Question

Determine whether the variable X has a binomial distribution in each of the following cases. If it does, explain why and determine the values of the parameters n and p. If it doesn't, explain why not.

(a) X = Number of days it snows this coming April in Winnipeg.

(b) Weights of apples sold in a grocery store follow a normal distribution with mean 150 grams and standard deviation 20 grams. You take a random sample of five apples.

X = number of apples heavier than 175 grams.

(c) You randomly select a seven-digit phone number from the Winnipeg phone book (excluding area cod

Answer 1

a) no binomial distribution, n is not fixed

Answer 2

`n is not fixed` is not true. The number of days in April is always going to be 30 days

Answer 3

in part (a) X does NOT have a binomial distribution and here's my reasoning why


* it either snows or it doesn't snow. So there are 2 outcomes. Also, n is indeed fixed to n = 30. These facts are true but the other facts aren't so clear cut.

[Part of a data file]
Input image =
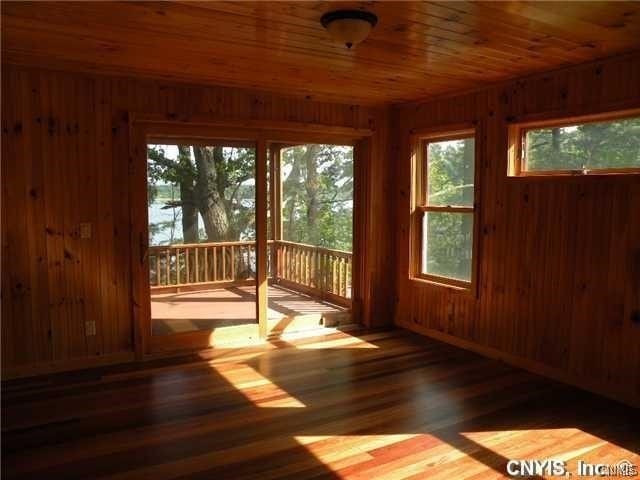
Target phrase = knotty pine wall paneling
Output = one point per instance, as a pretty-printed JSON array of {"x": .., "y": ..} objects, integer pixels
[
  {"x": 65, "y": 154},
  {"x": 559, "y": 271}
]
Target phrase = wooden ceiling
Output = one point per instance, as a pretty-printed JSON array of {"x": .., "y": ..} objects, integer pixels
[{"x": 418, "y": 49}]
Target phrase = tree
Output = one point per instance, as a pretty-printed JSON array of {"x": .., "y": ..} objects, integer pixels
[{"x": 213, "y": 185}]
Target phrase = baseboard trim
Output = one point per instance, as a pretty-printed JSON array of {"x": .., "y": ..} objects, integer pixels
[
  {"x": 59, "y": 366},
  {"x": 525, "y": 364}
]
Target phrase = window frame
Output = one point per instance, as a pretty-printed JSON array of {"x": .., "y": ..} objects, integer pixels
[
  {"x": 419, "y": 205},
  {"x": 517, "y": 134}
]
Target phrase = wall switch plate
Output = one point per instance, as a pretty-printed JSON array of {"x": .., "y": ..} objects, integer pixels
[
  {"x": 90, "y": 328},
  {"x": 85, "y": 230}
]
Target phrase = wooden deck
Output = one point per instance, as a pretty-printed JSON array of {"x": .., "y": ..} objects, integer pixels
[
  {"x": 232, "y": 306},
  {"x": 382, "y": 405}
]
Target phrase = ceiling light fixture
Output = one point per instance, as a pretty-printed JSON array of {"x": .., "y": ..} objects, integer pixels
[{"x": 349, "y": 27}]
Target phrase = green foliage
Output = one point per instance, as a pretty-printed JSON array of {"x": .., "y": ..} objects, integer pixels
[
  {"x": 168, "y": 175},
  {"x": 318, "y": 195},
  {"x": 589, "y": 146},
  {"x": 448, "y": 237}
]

TASKS FOR THIS EXERCISE:
**a)** Answer these from the binomial distribution thread:
(i) What mean and standard deviation do the apple weights in part (b) have?
(ii) What reason does Answer 1 give for saying part (a) is not binomial?
(iii) According to Answer 3, how many outcomes are there for whether it snows?
**b)** In the binomial distribution thread, turn the paragraph beginning "Determine whether the variable X" into a short bulleted list that keeps its main points.
**c)** Using the binomial distribution thread, explain in one to three sentences why Answer 2 rejects the claim that n is not fixed.

LIST OF SOLUTIONS:
**a)**
(i) A mean of 150 grams and a standard deviation of 20 grams.
(ii) n is not fixed.
(iii) Two: it either snows or it doesn't.

**b)**
- Decide for each case whether X has a binomial distribution.
- If it does, explain why and give the values of n and p.
- If it doesn't, explain why not.

**c)** Answer 2 says the claim is false because April always has 30 days. The number of days is therefore fixed.